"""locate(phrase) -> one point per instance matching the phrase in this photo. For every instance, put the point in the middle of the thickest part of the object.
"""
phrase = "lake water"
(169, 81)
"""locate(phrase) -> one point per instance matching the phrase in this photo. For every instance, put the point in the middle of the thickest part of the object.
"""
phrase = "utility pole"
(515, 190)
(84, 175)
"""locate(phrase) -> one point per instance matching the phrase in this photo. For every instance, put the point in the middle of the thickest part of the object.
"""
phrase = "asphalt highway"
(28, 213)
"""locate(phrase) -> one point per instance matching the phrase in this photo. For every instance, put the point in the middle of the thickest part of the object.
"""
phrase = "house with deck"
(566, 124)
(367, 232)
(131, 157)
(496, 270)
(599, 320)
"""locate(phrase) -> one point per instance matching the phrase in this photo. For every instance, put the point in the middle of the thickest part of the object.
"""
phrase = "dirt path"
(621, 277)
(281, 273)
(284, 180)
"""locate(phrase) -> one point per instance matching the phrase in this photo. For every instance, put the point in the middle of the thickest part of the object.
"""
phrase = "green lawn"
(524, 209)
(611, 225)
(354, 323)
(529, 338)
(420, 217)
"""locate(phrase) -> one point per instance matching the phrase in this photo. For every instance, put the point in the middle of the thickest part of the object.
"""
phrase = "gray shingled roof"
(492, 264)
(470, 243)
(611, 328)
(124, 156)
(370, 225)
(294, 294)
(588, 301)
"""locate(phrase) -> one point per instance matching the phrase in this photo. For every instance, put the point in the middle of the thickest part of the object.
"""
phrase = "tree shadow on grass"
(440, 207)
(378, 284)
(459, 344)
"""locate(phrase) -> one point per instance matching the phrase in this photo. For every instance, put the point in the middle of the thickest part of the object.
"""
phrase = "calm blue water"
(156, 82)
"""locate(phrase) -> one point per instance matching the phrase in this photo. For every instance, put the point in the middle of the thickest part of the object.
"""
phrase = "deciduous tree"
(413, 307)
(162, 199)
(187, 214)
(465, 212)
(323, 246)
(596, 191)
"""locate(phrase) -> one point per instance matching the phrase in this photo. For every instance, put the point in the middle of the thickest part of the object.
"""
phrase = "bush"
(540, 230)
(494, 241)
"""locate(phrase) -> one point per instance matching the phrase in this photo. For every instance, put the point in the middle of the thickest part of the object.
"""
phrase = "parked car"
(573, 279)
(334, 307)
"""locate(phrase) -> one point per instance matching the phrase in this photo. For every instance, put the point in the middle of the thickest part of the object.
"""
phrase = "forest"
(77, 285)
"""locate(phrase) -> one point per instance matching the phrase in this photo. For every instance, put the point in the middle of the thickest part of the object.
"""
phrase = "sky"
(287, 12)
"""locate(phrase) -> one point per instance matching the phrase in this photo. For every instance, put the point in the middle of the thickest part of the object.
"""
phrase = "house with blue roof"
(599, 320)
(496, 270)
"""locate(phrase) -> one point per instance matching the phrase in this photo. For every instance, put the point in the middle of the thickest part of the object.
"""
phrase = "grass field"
==========
* Work required
All of the material above is to be repeated exactly.

* Solution to the problem
"""locate(phrase) -> one point per instance matching the phrase in this photo. For every instance, put the point in the middle of the thickest part of the object.
"""
phrase = "lake water"
(169, 81)
"""locate(phrase) -> one point per instance matching the phrase in this photo. For every instance, put the point in the middle of the thickest part of the object.
"""
phrase = "utility pole"
(515, 190)
(84, 175)
"""locate(phrase) -> one point per instance matching the phrase in this photo. For every instance, put the point in the middle of the thickest part of the object.
"""
phrase = "asphalt highway"
(28, 213)
"""locate(phrase) -> one point per instance matching the phrase in this photo. For every instance, put the point in the middle of the thickest part of the object.
"""
phrase = "house with deck"
(566, 124)
(367, 232)
(131, 157)
(496, 270)
(599, 320)
"""locate(phrase) -> one point per instance matching the phrase in this photo. For every instance, put the point in the middle of the thickest part of the object.
"""
phrase = "dirt path"
(621, 277)
(281, 273)
(284, 180)
"""locate(phrase) -> one point per instance matching the phrase in this photo. For every instance, put the point in the middle of the thickest part of the object.
"""
phrase = "green lawn"
(524, 209)
(611, 225)
(354, 323)
(529, 338)
(420, 217)
"""locate(phrase) -> one point per instance matching the phrase in this photo. For every instance, put the point in the middle of the thickest part of the object.
"""
phrase = "gray shingled roof"
(492, 264)
(470, 243)
(611, 328)
(124, 156)
(370, 225)
(294, 294)
(588, 301)
"""locate(phrase) -> one point per instance matching the phrase in this photo. For every instance, put the point in the middle of the thickest part of the object.
"""
phrase = "tree shadow on grass"
(440, 207)
(378, 284)
(459, 344)
"""locate(phrase) -> one point per instance matching the phrase in this photo. For every instance, put the point in the middle of the thickest part of the object.
"""
phrase = "calm blue water"
(156, 82)
"""locate(phrase) -> one point per instance matching the phrase in this photo. For every instance, put the point in the middle of the thickest part of the object.
"""
phrase = "deciduous tree"
(413, 307)
(162, 199)
(187, 214)
(465, 212)
(323, 246)
(596, 191)
"""locate(phrase) -> one point per instance matching the phrase in this photo. For every instance, put the point in the middle of the thickest part of the object.
"""
phrase = "bush"
(540, 230)
(494, 241)
"""locate(phrase) -> one point per instance matching the phrase in this photo. For every instance, put the point in the middle of the thickest part of the object.
"""
phrase = "parked car"
(573, 279)
(334, 307)
"""locate(phrase) -> one point per instance matching the phrase in this photo. For every instance, put the point in the middle of the thickest part of the object.
"""
phrase = "forest"
(77, 285)
"""locate(phrase) -> one point per instance matching the phrase in this photo. For every instance, put the point in the middle of the thickest part of the object.
"""
phrase = "sky"
(287, 12)
"""locate(phrase) -> one point per instance matching the phrase in this photo. For every instance, put the point in the middle of the thickest part of the object.
"""
phrase = "house with blue roof"
(599, 320)
(496, 270)
"""locate(phrase) -> one point per instance matching the phrase in this photo. For every instance, put the point in the middle of the thickest part of the object.
"""
phrase = "grass field"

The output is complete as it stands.